Start at the line containing "green copper spire" and transcribe every line exactly through the end of the records below, and only those lines.
## START EXERCISE MATERIAL
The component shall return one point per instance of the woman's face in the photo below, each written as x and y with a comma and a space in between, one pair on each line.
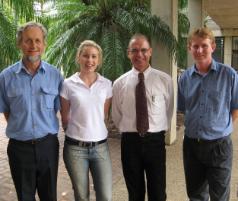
89, 59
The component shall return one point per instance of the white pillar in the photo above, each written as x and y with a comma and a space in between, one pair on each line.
228, 50
167, 10
195, 16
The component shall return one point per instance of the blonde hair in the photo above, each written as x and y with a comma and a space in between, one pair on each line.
202, 32
89, 43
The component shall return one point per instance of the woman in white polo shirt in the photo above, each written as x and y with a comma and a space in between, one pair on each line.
85, 102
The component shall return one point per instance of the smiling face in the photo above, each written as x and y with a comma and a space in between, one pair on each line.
88, 59
139, 52
32, 44
201, 49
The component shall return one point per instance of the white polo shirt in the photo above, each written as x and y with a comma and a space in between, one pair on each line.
86, 117
159, 93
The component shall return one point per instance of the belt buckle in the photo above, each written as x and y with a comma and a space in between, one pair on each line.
87, 144
142, 134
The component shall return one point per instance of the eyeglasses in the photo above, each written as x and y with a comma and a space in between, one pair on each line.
136, 51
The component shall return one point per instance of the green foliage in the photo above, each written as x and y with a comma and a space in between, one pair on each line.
9, 52
110, 24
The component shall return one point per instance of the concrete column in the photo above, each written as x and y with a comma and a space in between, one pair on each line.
228, 50
167, 10
195, 16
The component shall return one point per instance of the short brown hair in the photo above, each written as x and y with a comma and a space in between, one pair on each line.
202, 32
137, 36
25, 26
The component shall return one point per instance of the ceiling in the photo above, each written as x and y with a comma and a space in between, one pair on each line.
223, 12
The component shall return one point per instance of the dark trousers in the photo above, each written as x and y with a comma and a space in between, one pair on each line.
144, 156
34, 167
207, 166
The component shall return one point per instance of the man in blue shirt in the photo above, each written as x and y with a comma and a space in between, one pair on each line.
208, 96
29, 99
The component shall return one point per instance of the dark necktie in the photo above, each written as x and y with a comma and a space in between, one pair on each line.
142, 121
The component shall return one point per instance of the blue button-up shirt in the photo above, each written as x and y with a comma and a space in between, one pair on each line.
31, 101
208, 100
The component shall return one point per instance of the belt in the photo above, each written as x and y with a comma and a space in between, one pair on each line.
32, 141
72, 141
200, 140
146, 134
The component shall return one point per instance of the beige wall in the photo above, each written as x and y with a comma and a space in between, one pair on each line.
167, 10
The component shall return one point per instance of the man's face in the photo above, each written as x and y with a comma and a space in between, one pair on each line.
32, 44
139, 52
202, 49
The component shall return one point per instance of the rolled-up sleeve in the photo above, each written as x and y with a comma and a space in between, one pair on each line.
4, 107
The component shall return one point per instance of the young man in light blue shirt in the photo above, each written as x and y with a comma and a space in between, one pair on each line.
208, 96
29, 99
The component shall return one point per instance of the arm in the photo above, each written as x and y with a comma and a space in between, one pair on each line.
234, 116
65, 107
116, 106
170, 103
6, 115
107, 105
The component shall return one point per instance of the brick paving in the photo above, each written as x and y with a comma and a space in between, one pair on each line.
175, 176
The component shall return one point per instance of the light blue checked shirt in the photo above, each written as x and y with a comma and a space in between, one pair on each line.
208, 100
31, 101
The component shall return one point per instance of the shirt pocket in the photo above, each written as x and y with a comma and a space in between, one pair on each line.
157, 103
16, 99
48, 97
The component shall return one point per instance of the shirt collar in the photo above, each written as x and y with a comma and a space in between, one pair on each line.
76, 78
195, 71
21, 67
146, 72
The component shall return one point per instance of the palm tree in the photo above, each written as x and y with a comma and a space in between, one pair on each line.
110, 23
8, 48
183, 29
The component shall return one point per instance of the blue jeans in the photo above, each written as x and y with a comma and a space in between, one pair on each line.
79, 161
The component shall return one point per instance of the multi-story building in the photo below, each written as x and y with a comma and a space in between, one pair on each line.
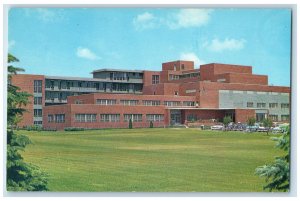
178, 94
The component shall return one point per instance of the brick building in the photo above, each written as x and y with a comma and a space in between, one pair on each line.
179, 94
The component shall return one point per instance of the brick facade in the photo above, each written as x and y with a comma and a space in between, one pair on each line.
178, 82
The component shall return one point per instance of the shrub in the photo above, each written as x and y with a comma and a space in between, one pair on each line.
251, 121
151, 124
73, 129
226, 121
130, 124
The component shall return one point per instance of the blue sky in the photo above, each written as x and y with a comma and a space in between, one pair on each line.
76, 41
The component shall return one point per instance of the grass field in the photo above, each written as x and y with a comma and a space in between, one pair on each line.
151, 160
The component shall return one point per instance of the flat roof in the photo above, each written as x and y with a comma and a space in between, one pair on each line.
116, 70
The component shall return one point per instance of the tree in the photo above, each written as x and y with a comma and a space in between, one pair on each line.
130, 124
251, 121
151, 124
21, 176
268, 124
226, 121
278, 172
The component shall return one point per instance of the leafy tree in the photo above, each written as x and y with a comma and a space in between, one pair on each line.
21, 176
251, 121
268, 124
151, 124
130, 124
226, 121
278, 173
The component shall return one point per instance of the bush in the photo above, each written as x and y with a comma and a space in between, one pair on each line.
251, 121
151, 124
34, 128
130, 124
73, 129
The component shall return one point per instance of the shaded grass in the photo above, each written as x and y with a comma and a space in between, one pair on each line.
151, 160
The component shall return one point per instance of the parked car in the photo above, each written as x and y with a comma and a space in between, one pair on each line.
277, 129
262, 129
217, 127
251, 128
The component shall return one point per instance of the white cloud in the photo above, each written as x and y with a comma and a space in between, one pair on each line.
190, 56
184, 18
86, 53
217, 45
145, 21
11, 44
190, 18
45, 14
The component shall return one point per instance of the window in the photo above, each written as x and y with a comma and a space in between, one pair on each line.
37, 113
37, 100
285, 117
85, 117
133, 117
110, 117
172, 103
273, 117
151, 102
192, 117
155, 79
273, 105
37, 85
50, 118
261, 105
106, 101
155, 117
129, 102
188, 103
38, 123
59, 118
285, 105
249, 104
78, 101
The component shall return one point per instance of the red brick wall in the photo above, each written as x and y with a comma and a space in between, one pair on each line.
161, 89
188, 65
209, 71
205, 114
26, 83
243, 78
209, 91
85, 98
242, 115
57, 109
148, 77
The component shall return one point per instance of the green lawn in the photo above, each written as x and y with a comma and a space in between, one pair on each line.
151, 160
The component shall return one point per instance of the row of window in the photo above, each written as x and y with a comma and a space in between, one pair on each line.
37, 86
253, 92
57, 118
271, 105
145, 102
37, 101
60, 118
37, 112
155, 79
283, 117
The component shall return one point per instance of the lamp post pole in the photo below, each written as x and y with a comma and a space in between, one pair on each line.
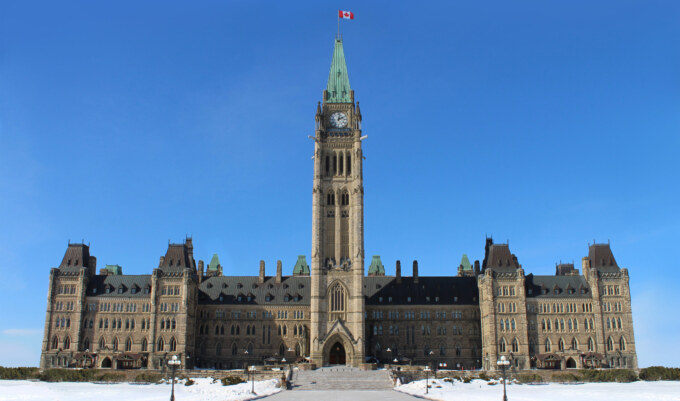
503, 364
174, 362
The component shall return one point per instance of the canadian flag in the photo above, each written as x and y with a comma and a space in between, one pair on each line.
345, 14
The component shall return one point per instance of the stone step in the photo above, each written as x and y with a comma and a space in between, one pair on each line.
341, 378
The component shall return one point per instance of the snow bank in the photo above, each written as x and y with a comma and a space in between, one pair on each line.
479, 390
203, 390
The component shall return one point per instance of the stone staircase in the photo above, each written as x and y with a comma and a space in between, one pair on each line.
341, 378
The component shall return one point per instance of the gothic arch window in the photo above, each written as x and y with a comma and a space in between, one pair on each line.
338, 300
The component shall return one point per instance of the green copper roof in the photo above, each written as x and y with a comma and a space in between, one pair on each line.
301, 266
214, 262
114, 269
376, 268
338, 80
465, 262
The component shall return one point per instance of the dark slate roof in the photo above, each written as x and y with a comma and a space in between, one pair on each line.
500, 257
77, 256
114, 282
230, 287
602, 258
563, 285
179, 257
445, 288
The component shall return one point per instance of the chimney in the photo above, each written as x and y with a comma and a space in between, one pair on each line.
398, 272
261, 279
415, 271
278, 272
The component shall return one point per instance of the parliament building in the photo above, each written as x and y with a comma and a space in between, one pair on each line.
330, 310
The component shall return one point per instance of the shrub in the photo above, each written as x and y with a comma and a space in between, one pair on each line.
659, 373
67, 375
609, 375
148, 377
231, 380
566, 378
529, 378
18, 373
112, 377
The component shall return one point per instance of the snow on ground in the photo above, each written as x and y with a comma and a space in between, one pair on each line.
479, 390
203, 390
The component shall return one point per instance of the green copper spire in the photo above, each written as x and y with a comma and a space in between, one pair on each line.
338, 90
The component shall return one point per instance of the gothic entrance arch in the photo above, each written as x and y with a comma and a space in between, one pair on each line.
337, 355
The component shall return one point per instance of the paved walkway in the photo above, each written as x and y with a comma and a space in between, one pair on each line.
341, 383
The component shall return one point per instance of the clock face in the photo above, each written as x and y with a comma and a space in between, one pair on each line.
339, 120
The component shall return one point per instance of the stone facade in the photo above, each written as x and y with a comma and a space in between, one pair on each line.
334, 313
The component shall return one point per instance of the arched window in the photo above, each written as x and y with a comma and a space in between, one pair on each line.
338, 296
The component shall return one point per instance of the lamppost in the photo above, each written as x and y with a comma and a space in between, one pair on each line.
173, 363
503, 364
427, 376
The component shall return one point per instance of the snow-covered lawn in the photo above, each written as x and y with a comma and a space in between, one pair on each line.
479, 390
203, 390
## END EXERCISE MATERIAL
■ FINAL RESULT
The component shall return one point per instance of the green copper spire in the photo above, each written as x and y with a comma and a space in between, one pair on each line.
338, 90
The component shall return one point per instance of the gothic entrance arch in the photo above, each written as x and y with a comma and a space in between, one pair on each line.
337, 355
The component shall return one point per instance of the paved walkway in the photo above, each written as x and y with a comma and a space in between, one pair on each line.
341, 383
The component shall return one point per instance of the clock face in the photo above, each written as x and y with a comma and a space in between, one pair on each line.
339, 120
The component shall return one point per instance of the stone facade in the photo above, each written as x and y with a comma and a space in between, one pair on each line.
334, 313
The component shall return one point per instance of the arched window in the photo above, each written as x and y with a comma and a space in between, one pair on each line.
338, 296
The component shall return one point per instance of the lamppost in the photo above, each written as x and y with a comma and a space in between, one pair on each line.
173, 363
503, 364
427, 376
The component shall return one point per instance of the snow-covered lawn in the photo above, each written as x and y with a comma and a space in between, one pair on each line.
479, 390
203, 390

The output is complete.